List of tasks:
1. In the Pariah review, why does the reviewer say it is almost impossible to understand what the characters say during cutscenes? Answer in one to three sentences.
2. Answer these questions from the Pariah review:
(a) Which key combination did the reviewer press to check whether anything was happening behind the black screen?
(b) Which driver series did Groove Games say would work with the game?
(c) What does the reviewer say the Bulldog sounds like?
3. Pick up the Pariah review where it stops and continue it.

Document extract:

◇ ◇ ◇ ◇ ◇

Well, that’s about all the things I can come up with that are actually good in this game… Seriously.

Here is where we get to the troubles that I mentioned earlier, when I started the game at first, it came up with the Groove Games logo followed by the Digital Extremes logo followed by some music and a black screen… I pressed Alt+Enter to see if anything was happening and it switched to windowed mode and showed me a menu with a rather cool animated background. I then switched back to fullscreen to be presented with the black screen again.
After a support mail to Groove Games it turned out that the latest nVidia drivers can’t render Pariah properly, but that the 91 and 92 series of drivers did work. So I downgraded my drivers and now the game ran fine.

The story could have been interesting, but the point of actually shooting everybody, except for the fact that they’re shooting at you, is unknown… Even the enemies motives for hating Mason are unknown to me. I don’t know who they are and where they come from or who they might work for.

On top of that, the story is told using cutscenes during levels or between them, but the last played sound from the ingame action is echoed through the cutscene at a higher volume than the cutscene itself making it almost impossible to understand what the characters are saying. The cutscenes themselves look pretty bad compared to the ingame graphical quality. Low resolution prerendered scenes that are actually rendered using the game engine, what’s the point of that? They could’ve been rendered in real time to keep them at least at the same quality as the rest of the game… But that shouldn’t kill the fun.

Something that does kind of kill the fun is the audio… The sound effects are blunt, the voice taunts repetitive and the music, in the parts where there is music, is nothing special either, not bad, but it doesn’t add to the atmosphere of the game, neither does it invoke tension. The sounds of the weapons don’t add that neccesary punch to it. The Bulldog (machinegun) sound like a nerf gun to me and the shotgun sounds more like a firecracker than like a gun. Another bad thing about the guns is that they are actually as powerfull as they sound… The only rather satisfying gun would be the grenade launcher, which delivers quite a punch, but a green flame from a grenade explosion isn’t really doing it for me either, but at least it’s good at killing enemies and Pariah’s grenade launcher is much easier and better to use than the grenades launchers of many other games.

◇ ◇ ◇ ◇ ◇

Supplied information:
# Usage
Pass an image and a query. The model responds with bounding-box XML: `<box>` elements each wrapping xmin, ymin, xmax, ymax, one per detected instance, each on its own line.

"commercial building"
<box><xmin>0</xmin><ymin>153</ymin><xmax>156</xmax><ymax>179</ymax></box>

◇ ◇ ◇ ◇ ◇

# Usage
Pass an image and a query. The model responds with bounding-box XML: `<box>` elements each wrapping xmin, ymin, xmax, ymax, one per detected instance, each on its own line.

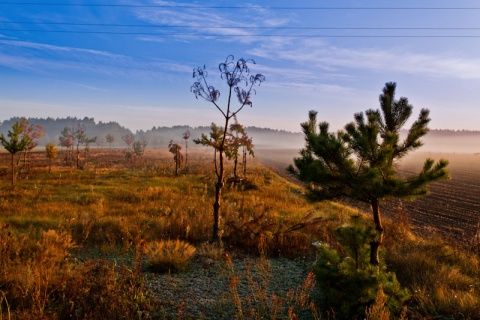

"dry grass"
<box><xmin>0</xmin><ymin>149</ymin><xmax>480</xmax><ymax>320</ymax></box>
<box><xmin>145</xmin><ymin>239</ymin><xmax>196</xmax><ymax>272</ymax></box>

◇ ◇ ◇ ◇ ◇

Final results:
1. The last sound played during the in-game action echoes through the cutscene. That sound plays at a higher volume than the cutscene itself and drowns out the characters' dialogue.

2.
(a) Alt+Enter
(b) The 91 and 92 series of nVidia drivers
(c) A nerf gun

3.
Anyway, next point; the levels. Linear, that’s it, there is no alternative path, just like we’ve seen before on games like DooM 3, but for some reason, with DooM 3 it’s not annoying and with Pariah it is. I think it’s a matter of game athmostphere which is completely absent in Pariah…

Then we arrive at the controls. The controls of Pariah suffer from, what I like to call, the Halo syndrom. Both Halo and Pariah were originally developed for the XBox and then ported to the PC. Pariah has been ported a lot better than Halo as far as performance is concerned, but both games suffer from pretty much the same control issue.

The controls seem a bit off… Slow response, slow movement pace and it seems tough to move in exactly the direction you want to go. The gameplay itself seems a bit too fast for the controls and I can assure you that Pariah is really, really slow paced action. I like it a bit faster and more intense, like Unreal Tournament 2004, DooM 3 and FEAR. In other words, Pariah’s gameplay sucks for PC standards, but I’m pretty sure it’ll work quite well on the XBox, as with Halo.

They did use the Havok physics engine, yes, but I don’t seem to be able to notice that. Why didn’t they just use the physics engina that comes with Unrealtech 2? It’s called Karma and would have done the job at least as good as Havok in this case. The only things that happen are barrels that roll around and ragdolls that fall to the ground or fly away from a grenade explosion… Did they really need Havok for that?

The last point, which is certainly the worst is that it seems that you die at random every now and then. Just when walking up a staircase with full health, no enemies and no boobytraps around (all taken out if at all present) you hear somekind of blasting noise and you’re dead… Then, when replaying that section and walking up the stairs again, nothing happens. Or you bump into a wall and die, or you heal and you… Yes, die… Very strange and if it wasn’t for this, I might even consider trying to finish the game.

The unknown

I haven’t played through the whole game and I’m not planning to either. The last point in the “The bad” section points out why. But this brings me to the point where I haven’t seen everything in the game. I haven’t used any of the vehicles, which look pretty nice and I haven’t used all weapons. I also haven’t played the multiplayer part.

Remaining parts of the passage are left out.